#### Records shown ####

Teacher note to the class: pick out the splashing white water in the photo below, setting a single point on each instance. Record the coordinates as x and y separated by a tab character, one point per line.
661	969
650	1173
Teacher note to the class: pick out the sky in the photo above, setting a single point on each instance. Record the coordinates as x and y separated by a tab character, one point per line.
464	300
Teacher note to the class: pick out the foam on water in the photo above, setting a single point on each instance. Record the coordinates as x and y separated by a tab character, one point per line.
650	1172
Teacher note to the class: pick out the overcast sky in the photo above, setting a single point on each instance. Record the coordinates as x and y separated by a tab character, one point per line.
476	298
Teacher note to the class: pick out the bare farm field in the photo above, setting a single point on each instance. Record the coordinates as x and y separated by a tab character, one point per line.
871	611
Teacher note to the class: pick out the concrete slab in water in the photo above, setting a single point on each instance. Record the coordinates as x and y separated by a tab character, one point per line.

####

* Your task *
Give the entries from the line containing "Teacher note to the class: pick out the sky" through the last line of the entries as a numbered list, with blank lines omitted.

* The result *
1. Teacher note to the class: pick out the sky in the photo above, setting a single point on each instance. Record the coordinates as x and y separated by a tab character, one point per line.
2. 464	300
3. Teacher note to the class: pick out the foam on water in the photo above, setting a single point on each instance. Record the coordinates as x and y separated by a tab character, one point per line.
4. 650	1172
5. Teacher note to the class: pick out the overcast sky in the photo above, setting a single point on each instance. Record the coordinates as x and y separated by a tab character, one point per line.
6. 476	298
7. Teacher note to the class: pick out the bare farm field in the photo above, setting a single point on each instance. Record the coordinates as x and y separated by a tab character, one point per line.
8. 871	611
9. Teacher note to the class: pick out the concrete slab in water in the photo above, setting a single point on each instance. Record the coordinates as x and y separated by a tab character, one point per line.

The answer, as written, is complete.